2. Discussion of the Related Art
A number of proposals for automatic tuning devices appear in the
literature, but these have not been widely accepted. Clark U.S. Pat. No.
2,624,027 employs a motor control system to tension a vibrating filament.
Scholz U.S. Pats. Nos. 4,375,180 and 4,426,907 describe an automatic
self-tuning device for guitars, using electrical contacts that make or
break to energize an electric motor that controls the string tension.
Skinn et al. U.S. Pat. No. 4,803,908 describes a digital tuning system in
which each string of a guitar has an associated tuning arm and stepper
motor. A transducer senses the pitch of the vibrating strings and adjusts
the string tensions accordingly. Murata et al. U.S. Pat. No. 4,928,563
relates to an electronic tuning apparatus for electric guitars in which
pitch information is extracted from the instrument during playing, and a
small motor is energized for each string to adjust the string tension.
Zacaroli U.S. Pat. No. 5,095,797 discloses an automatic tuning control
arrangement for a stringed musical instrument comprising a pivoted tone
arm, a pivot, a length memory metal alloy wire traction motor, a strain
sensor means, a current driving circuit, and a biasing means for applying
a spring bias in opposition to the musical string tension. Several
improvements to Zacaroli '797 have been made: the spring bias is applied
in a direction that opposes a shortening of the alloy wire, a specific
embodiment of the current driving circuit is disclosed, a lamp indicating
a pitch threshold is taught, a shut-down safety feature is incorporated to
deactivate one of the current driving circuits in the event that the
associated musical string breaks, and a plurality of pulleys are utilized
to reduce an area occupied by the apparatus.
OBJECTS AND SUMMARY OF THE INVENTION
It is therefore an object of the present invention to improve musical pitch
control apparatuses for stringed musical instruments.
It is a further object of the present invention to apply a biasing means in
a direction that opposes the shortening of the length memory metal alloy
wire to encourage the wire to return to its original length when no
current is driven to the alloy wire.
A still further object of the present invention is to disclose a specific
embodiment of a variable current driving circuit.

Extracted records
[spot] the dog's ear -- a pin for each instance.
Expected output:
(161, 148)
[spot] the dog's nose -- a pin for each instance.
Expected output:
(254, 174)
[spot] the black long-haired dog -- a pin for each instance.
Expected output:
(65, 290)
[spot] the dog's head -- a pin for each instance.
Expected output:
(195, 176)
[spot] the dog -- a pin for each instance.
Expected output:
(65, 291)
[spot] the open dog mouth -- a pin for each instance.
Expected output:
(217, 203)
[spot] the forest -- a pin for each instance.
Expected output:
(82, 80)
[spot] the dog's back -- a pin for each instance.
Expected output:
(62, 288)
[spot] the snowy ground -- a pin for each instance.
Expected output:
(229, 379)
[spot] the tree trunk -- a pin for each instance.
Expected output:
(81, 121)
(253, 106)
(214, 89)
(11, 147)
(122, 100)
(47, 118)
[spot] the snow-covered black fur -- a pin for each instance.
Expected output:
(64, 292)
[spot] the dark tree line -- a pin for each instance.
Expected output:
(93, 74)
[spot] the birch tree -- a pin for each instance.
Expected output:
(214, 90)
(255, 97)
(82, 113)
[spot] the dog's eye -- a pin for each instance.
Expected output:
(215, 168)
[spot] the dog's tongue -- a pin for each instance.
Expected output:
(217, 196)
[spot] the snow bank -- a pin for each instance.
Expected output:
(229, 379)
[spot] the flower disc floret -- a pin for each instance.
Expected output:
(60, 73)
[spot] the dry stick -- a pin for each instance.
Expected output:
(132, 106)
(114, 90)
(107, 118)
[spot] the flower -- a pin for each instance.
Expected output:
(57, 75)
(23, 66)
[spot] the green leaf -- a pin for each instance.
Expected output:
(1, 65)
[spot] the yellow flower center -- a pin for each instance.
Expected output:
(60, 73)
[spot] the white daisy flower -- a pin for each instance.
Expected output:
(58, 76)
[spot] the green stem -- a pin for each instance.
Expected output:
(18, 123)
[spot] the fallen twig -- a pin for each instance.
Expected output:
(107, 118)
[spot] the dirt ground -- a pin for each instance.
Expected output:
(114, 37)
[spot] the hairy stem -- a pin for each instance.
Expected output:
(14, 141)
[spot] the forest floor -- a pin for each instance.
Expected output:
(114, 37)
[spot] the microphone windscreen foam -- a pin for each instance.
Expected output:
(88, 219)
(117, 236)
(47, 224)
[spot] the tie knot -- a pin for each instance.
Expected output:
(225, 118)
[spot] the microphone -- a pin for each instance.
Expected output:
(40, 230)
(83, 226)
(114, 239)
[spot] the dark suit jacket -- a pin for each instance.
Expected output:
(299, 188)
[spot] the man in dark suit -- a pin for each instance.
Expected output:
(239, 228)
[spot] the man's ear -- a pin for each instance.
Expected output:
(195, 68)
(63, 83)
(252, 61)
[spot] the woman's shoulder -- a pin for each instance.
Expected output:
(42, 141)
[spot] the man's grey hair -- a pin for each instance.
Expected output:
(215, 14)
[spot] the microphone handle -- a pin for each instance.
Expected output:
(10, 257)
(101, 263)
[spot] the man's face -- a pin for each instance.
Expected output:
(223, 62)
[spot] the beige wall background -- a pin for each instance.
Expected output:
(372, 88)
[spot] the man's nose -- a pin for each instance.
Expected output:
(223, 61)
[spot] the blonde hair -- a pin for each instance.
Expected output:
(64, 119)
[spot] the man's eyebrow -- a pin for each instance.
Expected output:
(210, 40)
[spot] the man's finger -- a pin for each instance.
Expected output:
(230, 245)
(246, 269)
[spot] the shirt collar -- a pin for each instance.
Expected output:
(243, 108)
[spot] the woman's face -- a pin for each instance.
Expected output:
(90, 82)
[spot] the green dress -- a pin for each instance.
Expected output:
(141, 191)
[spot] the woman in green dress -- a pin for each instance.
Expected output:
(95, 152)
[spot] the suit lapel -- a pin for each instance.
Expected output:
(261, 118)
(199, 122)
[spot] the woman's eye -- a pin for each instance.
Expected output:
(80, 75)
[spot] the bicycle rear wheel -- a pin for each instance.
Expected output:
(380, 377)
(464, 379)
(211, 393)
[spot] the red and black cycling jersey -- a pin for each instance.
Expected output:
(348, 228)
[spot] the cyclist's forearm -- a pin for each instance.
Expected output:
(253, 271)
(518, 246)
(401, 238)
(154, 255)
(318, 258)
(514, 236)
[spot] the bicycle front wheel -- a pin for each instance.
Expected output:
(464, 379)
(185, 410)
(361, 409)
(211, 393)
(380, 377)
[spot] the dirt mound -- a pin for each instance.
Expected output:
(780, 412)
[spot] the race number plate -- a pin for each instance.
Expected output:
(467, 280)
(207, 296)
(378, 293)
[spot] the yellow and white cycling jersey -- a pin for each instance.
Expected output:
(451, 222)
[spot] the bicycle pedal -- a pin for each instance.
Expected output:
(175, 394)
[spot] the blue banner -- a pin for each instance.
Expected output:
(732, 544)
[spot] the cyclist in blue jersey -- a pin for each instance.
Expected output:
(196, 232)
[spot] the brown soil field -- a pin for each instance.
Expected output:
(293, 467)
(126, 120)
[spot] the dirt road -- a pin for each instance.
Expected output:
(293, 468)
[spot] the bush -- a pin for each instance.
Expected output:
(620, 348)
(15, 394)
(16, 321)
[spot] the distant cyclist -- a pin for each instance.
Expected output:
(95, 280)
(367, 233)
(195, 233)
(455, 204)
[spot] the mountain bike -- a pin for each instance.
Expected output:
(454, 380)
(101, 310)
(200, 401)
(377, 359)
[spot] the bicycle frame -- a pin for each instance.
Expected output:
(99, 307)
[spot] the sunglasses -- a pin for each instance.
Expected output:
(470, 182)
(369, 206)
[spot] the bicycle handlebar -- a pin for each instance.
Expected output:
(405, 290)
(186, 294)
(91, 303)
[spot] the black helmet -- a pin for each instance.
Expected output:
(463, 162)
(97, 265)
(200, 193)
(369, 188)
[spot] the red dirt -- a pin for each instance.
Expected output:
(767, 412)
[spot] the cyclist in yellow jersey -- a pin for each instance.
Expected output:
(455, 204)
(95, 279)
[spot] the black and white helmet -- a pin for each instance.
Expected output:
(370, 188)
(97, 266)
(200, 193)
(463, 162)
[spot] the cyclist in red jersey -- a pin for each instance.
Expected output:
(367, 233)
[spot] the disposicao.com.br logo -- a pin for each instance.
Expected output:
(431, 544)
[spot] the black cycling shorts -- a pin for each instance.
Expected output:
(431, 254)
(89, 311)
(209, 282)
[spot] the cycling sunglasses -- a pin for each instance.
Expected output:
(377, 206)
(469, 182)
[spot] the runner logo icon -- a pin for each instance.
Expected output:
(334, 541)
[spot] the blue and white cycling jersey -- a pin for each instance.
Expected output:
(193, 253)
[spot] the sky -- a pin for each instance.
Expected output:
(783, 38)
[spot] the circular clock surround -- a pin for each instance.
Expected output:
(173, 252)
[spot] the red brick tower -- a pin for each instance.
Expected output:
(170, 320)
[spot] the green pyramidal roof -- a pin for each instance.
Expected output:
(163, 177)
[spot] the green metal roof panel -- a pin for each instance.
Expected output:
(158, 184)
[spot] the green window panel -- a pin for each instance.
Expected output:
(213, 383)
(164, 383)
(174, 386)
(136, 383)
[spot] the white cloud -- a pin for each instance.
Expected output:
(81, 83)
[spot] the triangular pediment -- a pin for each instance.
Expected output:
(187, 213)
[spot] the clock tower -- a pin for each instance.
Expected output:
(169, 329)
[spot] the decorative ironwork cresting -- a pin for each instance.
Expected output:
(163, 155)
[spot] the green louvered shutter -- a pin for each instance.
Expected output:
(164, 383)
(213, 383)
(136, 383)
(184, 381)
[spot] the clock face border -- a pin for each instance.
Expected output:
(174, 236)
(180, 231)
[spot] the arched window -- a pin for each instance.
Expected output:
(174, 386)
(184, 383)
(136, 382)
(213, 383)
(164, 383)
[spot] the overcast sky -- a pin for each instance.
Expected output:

Given request A
Copy the patent excerpt word for word from "Zacaroli U.S. Pat." up to and including "by the apparatus.".
Given request B
Return each line of the entries that contains the word "blue".
The patent excerpt and the entries come from unrelated sources.

Full output A
Zacaroli U.S. Pat. No. 5,095,797 discloses an automatic tuning control
arrangement for a stringed musical instrument comprising a pivoted tone
arm, a pivot, a length memory metal alloy wire traction motor, a strain
sensor means, a current driving circuit, and a biasing means for applying
a spring bias in opposition to the musical string tension. Several
improvements to Zacaroli '797 have been made: the spring bias is applied
in a direction that opposes a shortening of the alloy wire, a specific
embodiment of the current driving circuit is disclosed, a lamp indicating
a pitch threshold is taught, a shut-down safety feature is incorporated to
deactivate one of the current driving circuits in the event that the
associated musical string breaks, and a plurality of pulleys are utilized
to reduce an area occupied by the apparatus.

Full output B
[spot] the blue banner -- a pin for each instance.
[spot] the cyclist in blue jersey -- a pin for each instance.
[spot] the blue and white cycling jersey -- a pin for each instance.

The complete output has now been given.